Task description
Copy each line of the following material exactly.

+===+

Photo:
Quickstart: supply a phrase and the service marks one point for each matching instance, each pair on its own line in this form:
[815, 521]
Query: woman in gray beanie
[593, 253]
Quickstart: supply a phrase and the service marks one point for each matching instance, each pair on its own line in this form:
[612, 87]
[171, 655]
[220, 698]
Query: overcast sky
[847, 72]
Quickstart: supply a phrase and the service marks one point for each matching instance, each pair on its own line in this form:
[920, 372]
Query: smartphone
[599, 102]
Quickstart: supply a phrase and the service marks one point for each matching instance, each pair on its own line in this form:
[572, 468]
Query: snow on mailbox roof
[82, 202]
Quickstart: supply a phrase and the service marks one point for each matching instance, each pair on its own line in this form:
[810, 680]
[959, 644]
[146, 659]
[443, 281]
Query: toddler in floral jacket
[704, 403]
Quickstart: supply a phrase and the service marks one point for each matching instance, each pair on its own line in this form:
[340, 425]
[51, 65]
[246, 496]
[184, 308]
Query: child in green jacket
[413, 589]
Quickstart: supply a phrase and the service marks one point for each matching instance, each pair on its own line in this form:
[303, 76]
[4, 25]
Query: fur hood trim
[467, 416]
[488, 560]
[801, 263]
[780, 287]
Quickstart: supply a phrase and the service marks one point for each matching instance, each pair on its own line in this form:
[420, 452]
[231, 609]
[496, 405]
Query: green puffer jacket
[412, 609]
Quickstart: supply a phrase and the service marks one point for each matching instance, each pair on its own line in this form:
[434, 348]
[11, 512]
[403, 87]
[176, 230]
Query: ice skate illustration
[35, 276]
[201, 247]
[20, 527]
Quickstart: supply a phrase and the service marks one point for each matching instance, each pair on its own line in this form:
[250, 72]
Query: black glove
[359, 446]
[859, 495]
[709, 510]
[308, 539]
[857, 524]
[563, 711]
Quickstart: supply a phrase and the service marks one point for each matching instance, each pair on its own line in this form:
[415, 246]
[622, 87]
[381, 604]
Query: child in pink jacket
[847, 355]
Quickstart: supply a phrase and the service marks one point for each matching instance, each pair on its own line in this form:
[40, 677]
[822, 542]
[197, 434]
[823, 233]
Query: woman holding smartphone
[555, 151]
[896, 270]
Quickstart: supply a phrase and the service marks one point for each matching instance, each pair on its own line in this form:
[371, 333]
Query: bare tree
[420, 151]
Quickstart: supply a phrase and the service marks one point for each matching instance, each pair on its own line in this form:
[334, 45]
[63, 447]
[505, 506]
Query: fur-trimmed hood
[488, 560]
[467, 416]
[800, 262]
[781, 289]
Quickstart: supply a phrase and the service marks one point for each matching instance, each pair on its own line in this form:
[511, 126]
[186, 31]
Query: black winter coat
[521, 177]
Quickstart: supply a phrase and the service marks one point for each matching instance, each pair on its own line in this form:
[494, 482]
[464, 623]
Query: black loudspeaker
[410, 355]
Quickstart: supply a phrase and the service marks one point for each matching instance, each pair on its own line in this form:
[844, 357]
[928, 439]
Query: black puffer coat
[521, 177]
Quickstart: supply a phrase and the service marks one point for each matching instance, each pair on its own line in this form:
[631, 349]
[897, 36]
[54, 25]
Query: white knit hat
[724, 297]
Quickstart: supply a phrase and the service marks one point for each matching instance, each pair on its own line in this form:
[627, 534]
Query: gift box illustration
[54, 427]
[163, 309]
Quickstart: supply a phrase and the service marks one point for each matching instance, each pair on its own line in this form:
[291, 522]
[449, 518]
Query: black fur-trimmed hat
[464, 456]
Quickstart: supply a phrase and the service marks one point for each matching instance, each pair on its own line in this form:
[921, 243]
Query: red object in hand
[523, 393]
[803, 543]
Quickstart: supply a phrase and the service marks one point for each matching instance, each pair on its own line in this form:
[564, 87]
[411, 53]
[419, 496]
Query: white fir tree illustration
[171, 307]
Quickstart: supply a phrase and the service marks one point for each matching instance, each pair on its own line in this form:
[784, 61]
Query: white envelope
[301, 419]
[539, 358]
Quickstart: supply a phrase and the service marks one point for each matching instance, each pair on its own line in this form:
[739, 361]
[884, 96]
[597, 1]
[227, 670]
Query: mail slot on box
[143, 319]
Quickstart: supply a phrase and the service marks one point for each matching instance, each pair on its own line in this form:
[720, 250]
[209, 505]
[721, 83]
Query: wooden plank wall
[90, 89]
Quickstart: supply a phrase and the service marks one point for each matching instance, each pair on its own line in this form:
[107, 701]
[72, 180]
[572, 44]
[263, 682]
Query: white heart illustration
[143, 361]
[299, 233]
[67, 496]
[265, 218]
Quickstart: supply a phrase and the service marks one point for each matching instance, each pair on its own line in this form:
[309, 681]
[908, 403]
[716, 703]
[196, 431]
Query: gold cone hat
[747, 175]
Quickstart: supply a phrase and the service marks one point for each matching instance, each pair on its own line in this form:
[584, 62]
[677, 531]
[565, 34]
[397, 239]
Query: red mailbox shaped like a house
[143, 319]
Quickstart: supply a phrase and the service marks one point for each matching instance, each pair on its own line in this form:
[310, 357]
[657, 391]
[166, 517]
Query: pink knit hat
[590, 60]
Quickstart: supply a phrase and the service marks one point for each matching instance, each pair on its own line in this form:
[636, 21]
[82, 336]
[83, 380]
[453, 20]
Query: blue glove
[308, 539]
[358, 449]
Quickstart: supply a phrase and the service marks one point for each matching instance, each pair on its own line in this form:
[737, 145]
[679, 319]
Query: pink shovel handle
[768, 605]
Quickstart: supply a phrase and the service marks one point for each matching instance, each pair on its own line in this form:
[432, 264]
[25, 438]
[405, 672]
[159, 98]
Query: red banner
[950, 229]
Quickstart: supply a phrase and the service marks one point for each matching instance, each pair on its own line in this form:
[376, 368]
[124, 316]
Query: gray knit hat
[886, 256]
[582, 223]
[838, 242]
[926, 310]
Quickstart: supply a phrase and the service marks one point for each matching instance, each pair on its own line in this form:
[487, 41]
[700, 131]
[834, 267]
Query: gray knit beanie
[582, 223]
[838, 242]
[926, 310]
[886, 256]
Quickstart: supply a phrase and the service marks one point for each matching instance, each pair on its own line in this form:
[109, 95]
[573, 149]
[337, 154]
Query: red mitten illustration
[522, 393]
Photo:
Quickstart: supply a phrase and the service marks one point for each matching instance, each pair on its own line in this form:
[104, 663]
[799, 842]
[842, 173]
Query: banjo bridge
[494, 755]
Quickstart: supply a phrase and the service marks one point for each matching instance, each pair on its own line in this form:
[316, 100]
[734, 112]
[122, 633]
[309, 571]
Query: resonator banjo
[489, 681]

+===+

Solution to this exercise
Photo:
Quickstart: supply a phrase and the service marks one point for each matching instance, each pair on its own line in this form:
[815, 521]
Query: woman in gray beanie
[593, 253]
Quickstart: supply a phrase and the service marks one point for each matching instance, each pair on its own line in this form:
[612, 87]
[171, 655]
[220, 698]
Query: overcast sky
[847, 72]
Quickstart: supply a phrase and the service marks one point for each matching instance, each pair on its own line in this form:
[920, 372]
Query: smartphone
[599, 102]
Quickstart: supply a phrase and the service marks one point for each matching instance, each pair on its own line in this form:
[572, 468]
Query: snow on mailbox roof
[82, 202]
Quickstart: supply a phrase and the service marks one point for each matching instance, each pair on its own line in this form:
[810, 680]
[959, 644]
[146, 659]
[443, 281]
Query: toddler in floral jacket
[704, 403]
Quickstart: supply a phrase and the service marks one point for each matching instance, each pair on its own line in this form:
[340, 425]
[51, 65]
[246, 496]
[184, 308]
Query: child in green jacket
[413, 589]
Quickstart: supply a phrase and the service marks one point for each matching instance, each pair on its own line in this form:
[303, 76]
[4, 25]
Query: fur hood trim
[467, 416]
[488, 560]
[801, 263]
[780, 287]
Quickstart: supply a phrase and the service marks one point for each matching instance, each pair on its own line in this form:
[420, 452]
[231, 609]
[496, 405]
Query: green puffer jacket
[412, 609]
Quickstart: supply a phrase and the service marks one point for each matching instance, each pair on its own line in this form:
[434, 348]
[11, 512]
[403, 87]
[176, 230]
Query: ice skate illustration
[35, 276]
[201, 247]
[20, 527]
Quickstart: supply a phrase and the service marks one point for each matching instance, each pair on its own line in this form:
[250, 72]
Query: black glove
[359, 446]
[859, 495]
[709, 510]
[308, 539]
[857, 524]
[563, 711]
Quickstart: supply a phrase and the service marks one point for each matching instance, each pair on its own line in this form:
[415, 246]
[622, 87]
[381, 604]
Query: child in pink jacket
[847, 355]
Quickstart: supply a phrase and the service marks one point for each matching instance, each pair on its own line in this form:
[40, 677]
[822, 542]
[197, 434]
[823, 233]
Query: woman holding smartphone
[555, 151]
[896, 270]
Quickstart: supply a phrase and the service marks one point for each matching instance, each pair on its own line in this form:
[371, 333]
Query: bare tree
[420, 151]
Quickstart: supply a phrase and the service marks one point for each matching instance, each pair on its own line in this form:
[334, 45]
[63, 447]
[505, 506]
Query: fur-trimmed hood
[488, 560]
[467, 416]
[800, 262]
[781, 289]
Quickstart: supply a phrase and the service marks one point for each matching instance, each pair on its own line in this form:
[511, 126]
[186, 31]
Query: black winter coat
[521, 177]
Quickstart: supply a phrase and the service marks one point for each matching instance, each pair on its own line in this form:
[494, 482]
[464, 623]
Query: black loudspeaker
[410, 355]
Quickstart: supply a phrase and the service marks one point for each matching instance, each pair on its own line in this form:
[844, 357]
[928, 439]
Query: black puffer coat
[521, 177]
Quickstart: supply a phrase and the service marks one point for each matching instance, each pair on its own line in this form:
[631, 349]
[897, 36]
[54, 25]
Query: white knit hat
[724, 297]
Quickstart: supply a phrase and the service marks one point for each matching instance, each pair on its own line in this form:
[627, 534]
Query: gift box illustration
[54, 427]
[163, 309]
Quickstart: supply a phrase and the service marks one point for each matching instance, each pair on its own line in this form:
[291, 522]
[449, 518]
Query: black fur-trimmed hat
[464, 456]
Quickstart: supply a phrase and the service marks one point for each matching instance, each pair on its own line in this form:
[921, 243]
Query: red object in hand
[523, 393]
[803, 543]
Quickstart: supply a phrase and the service marks one point for each matching instance, each pair on its own line in this form:
[564, 87]
[411, 53]
[419, 496]
Query: white fir tree illustration
[171, 307]
Quickstart: supply a phrase and the service marks one point for each matching instance, each pair on its own line in this form:
[784, 61]
Query: white envelope
[301, 419]
[539, 358]
Quickstart: supply a phrase and the service marks one point for each matching instance, each pair on its own line in this form:
[739, 361]
[884, 96]
[597, 1]
[227, 670]
Query: mail slot on box
[143, 319]
Quickstart: supply a phrase and the service marks one point for each matching instance, each pair on its own line in this form:
[720, 250]
[209, 505]
[721, 83]
Query: wooden plank wall
[90, 89]
Quickstart: supply a phrase and the service marks one point for each matching instance, each pair on its own line in this form:
[107, 701]
[72, 180]
[572, 44]
[263, 682]
Query: white heart illustration
[143, 361]
[299, 233]
[67, 496]
[265, 218]
Quickstart: supply a phrase and the service marks one point for each matching instance, each pair on its own line in this form:
[309, 681]
[908, 403]
[716, 703]
[196, 431]
Query: gold cone hat
[747, 175]
Quickstart: supply a phrase and the service marks one point for each matching instance, each pair on its own line in this form:
[584, 62]
[677, 531]
[565, 34]
[397, 239]
Query: red mailbox shaped like a house
[143, 319]
Quickstart: supply a phrase and the service marks one point for each matching instance, each pair on its own line in this form:
[310, 357]
[657, 391]
[166, 517]
Query: pink knit hat
[590, 60]
Quickstart: supply a phrase and the service marks one point for each matching instance, each pair on its own line in this form:
[636, 21]
[82, 336]
[83, 380]
[453, 20]
Query: blue glove
[308, 539]
[358, 449]
Quickstart: supply a phrase and the service marks one point for each matching instance, each pair on its own line in this form:
[737, 145]
[679, 319]
Query: pink shovel handle
[768, 605]
Quickstart: supply a phrase and the service marks one point for each matching instance, each pair on its own line in this form:
[432, 264]
[25, 438]
[405, 672]
[159, 98]
Query: red banner
[950, 229]
Quickstart: supply a phrase and the service marks one point for each matching instance, each pair on its own line in this form:
[376, 368]
[124, 316]
Query: gray knit hat
[886, 256]
[582, 223]
[838, 242]
[926, 310]
Quickstart: supply a phrase and the service marks one point for each matching instance, each pair on its own line in this form:
[487, 41]
[700, 131]
[834, 267]
Query: gray knit beanie
[582, 223]
[838, 242]
[926, 310]
[886, 256]
Quickstart: supply a phrase and the service marks one point for each matching instance, each pair on its own line in this form:
[109, 95]
[573, 149]
[337, 154]
Query: red mitten illustration
[522, 393]
Photo:
Quickstart: supply a phrase and the service marks one point for each matching instance, each pair on its own line in this form:
[104, 663]
[799, 842]
[842, 173]
Query: banjo bridge
[494, 755]
Quickstart: supply a phrase and the service marks one point for each matching instance, each pair on its own line in this form:
[316, 100]
[734, 112]
[122, 633]
[309, 571]
Query: resonator banjo
[489, 681]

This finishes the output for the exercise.